Brief 1: Retype a section of the Iomega financial report word for word. Begin at the words "Forward Exchange Contracts -- The" and stop after the words "at February 1996.".
Brief 2: Write the next part of the Iomega financial report, picking up right after its final sentence.

Passage shown:
▬▬▬▬▬▬

The amount of the loan is included in note receivable from shareholder in
the accompanying consolidated financial statements. The Company received
a note from the officer which bears interest at an annual rate of 7.75%
and is payable in full on or before January 1996. The note is with full
recourse and is collateralized by the stock purchased.
(5) FINANCIAL INSTRUMENTS
Cash and Temporary Investments -- The carrying amount approximates fair
value because of the short maturity of those instruments.
Series A Convertible Preferred Stock -- To the best of the Company's
knowledge, there is no active market for the preferred stock. The stock
has a mandatory redemption price of $5.00 per share due in 1997. The
Company accrues the liability for the redemption utilizing an interest
rate method based on the remaining number of shares outstanding and number
of years until redemption. As a result, the Company believes that the
carrying value is the best estimate of market.
Forward Exchange Contracts -- The Company's foreign subsidiaries sell
products in several foreign currencies. In order to hedge its estimated
cash flow (revenues less expenses) which is remitted to the parent
company, the Company has entered into forward exchange contracts to sell
foreign currencies. The contracts mature at February 1996.
The outstanding forward exchange sales contracts at April 2, 1995 are as
follows:
Deutsche Marks 14,720,000 DM
Great Britain Pound 2,620,000 GBP
French Franc 27,200,000 FRF
Spanish Pesta 361,500,000 ESB
Italian Lira 4,000,000,000 ITL
The forward contracts are marked to market by obtaining forward rates from
financial institutions. Gains and losses on foreign currency contracts
intended to be used to hedge operating requirements are reported currently
in income. The Company's risk in these transactions includes the cost of
replacing, at current market rates, these contracts in the event of
default by the counterparty.
<PAGE>
IOMEGA CORPORATION
MANAGEMENT'S DISCUSSION AND AN ALYSIS OF
FINANCIAL CONDITION AND RESULTS OF OPERATIONS
On October 27, 1994, the Company's Board of Directors declared a 5-for-4 stock
split effected in the form of a 25% common stock dividend paid on November 23,
1994 to stockholders of record at the close of business on November 9, 1994 (the
"Stock Split"). The following discussion gives retroactive effect to the Stock
Split for all periods presented.
As was forecasted, the Company recorded an operating loss in the first quarter
of 1995 due primarily to manufacturing start-up costs associated with the Zip
drive and increased spending to launch and develop new Ditto tape products.
The Company recorded a net loss of $1.5 million, or $0.08 per share,
for the first quarter of 1995 compared to a net loss of $5.4 million, or
$0.29 per share, for the first quarter of 1994. Included in the 1994 first
quarter results was a $2.7 million tax provision related to a reduction in
net deferred tax assets.
RESULTS OF OPERATIONS
Sales for the three-month period ended April 2, 1995 increased by $5.6 million,
or 16%, when compared to the corresponding period of 1994. The increase was
primarily a result of higher Ditto tape product revenues both domestically and
internationally. To a much lesser extent, sales revenues benefitted from the
introduction of the new Zip product line which began shipping at the end of the
first quarter. These increases were partially offset by the anticipated decline
in Bernoulli sales revenue. International sales, primarily to European
customers, accounted for 42.6% of sales for the first quarter of 1995 compared
to 32.8% for the corresponding period in 1994. For the remainder of the year,
management expects increases in sales of Ditto and Zip products, as well as
planned new products, compared to the first quarter of 1995 and expects sales of
Bernoulli products to decline throughout the year compared to the prior year
and first quarter. Although the Company has received positive initial
reaction to its Zip product line from the marketplace, the Company is
unable to predict future sales levels. Initial orders for Zip products have
been encouraging and the Company is monitoring sell through of Zip drives to
determine future plant capacity needs. There can be no assurance that
future sales will materialize as expected.

▬▬▬▬▬▬

Collected material:
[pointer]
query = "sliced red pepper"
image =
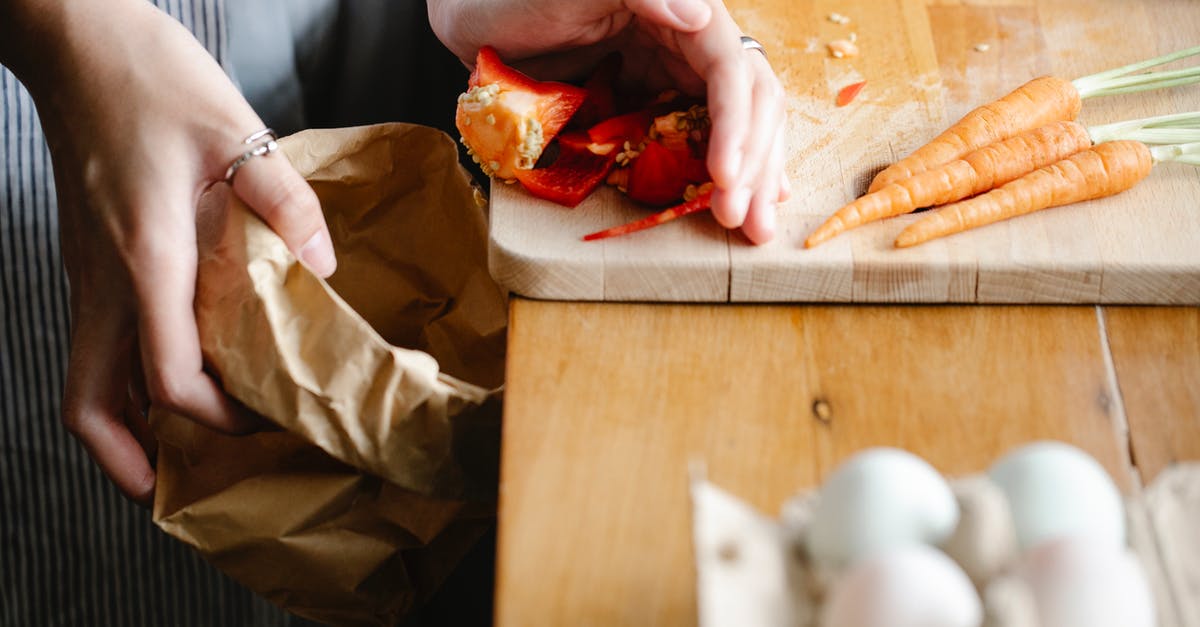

▬▬▬▬▬▬

Task output 1:
Forward Exchange Contracts -- The Company's foreign subsidiaries sell
products in several foreign currencies. In order to hedge its estimated
cash flow (revenues less expenses) which is remitted to the parent
company, the Company has entered into forward exchange contracts to sell
foreign currencies. The contracts mature at February 1996.

Task output 2:
The Company's gross margin percentage for the first quarter of 1995 was 29.2%
compared to 30.7% for the same period in 1994. The lower margins were a result
of manufacturing start-up costs associated with Zip products, as well as a
higher mix of lower margin Ditto products and the anticipated decline in
Bernoulli sales. Management expects gross margin percentage of its Zip
product line to improve as volumes increase and manufacturing processes are
improved. Management expects Ditto and Zip sales as a percentage of total
sales to increase during the remainder of 1995, which would result in lower
overall margins in the remainder of 1995 when compared to the first quarter.
Management also expects significant additional manufacturing start-up costs
in the second quarter of 1995 in conjunction with the Zip products and other
new products planned for 1995.
Selling, general and administrative expenses represented 23.3% of sales for the
three-month period ended April 2, 1995, compared to 28.2% for the corresponding
period in 1994. These expenses decreased by 3.9% in the first quarter compared
to the corresponding period of 1994. The decreased expenses were due to
restructuring actions implemented during 1993 and 1994. These reductions offset
increased spending in advertising to launch the Zip products. Management
expects expenditures in sales and marketing to increase in future quarters as
advertising expenses are incurred to enhance the awareness of current
products and to launch future products. It is currently anticipated that
increased spending associated with product introductions will continue
throughout the year. General and administrative expenses are expected to
increase slightly during the remainder of the year as compared to the first
quarter of 1995.
Research and development expenses represented 10.3% of sales for the first
quarter of 1995, compared to 10.7% in the corresponding period of 1994.
Research and development expenses increased by 11.7% in the first quarter of
1995 compared to the same period of 1994. These increases were primarily a
result of expenditures related to the development of the Zip and Ditto
products. Management expects research and development expenditures in
absolute dollars to increase as the result of adding technical resources for
future product development.
During the first quarter of 1995, the Company recorded a net foreign currency
loss of $1.0 million as a result of the U.S. dollar weakening against European
currencies. The foreign currency loss was offset by interest income, royalties
and other income.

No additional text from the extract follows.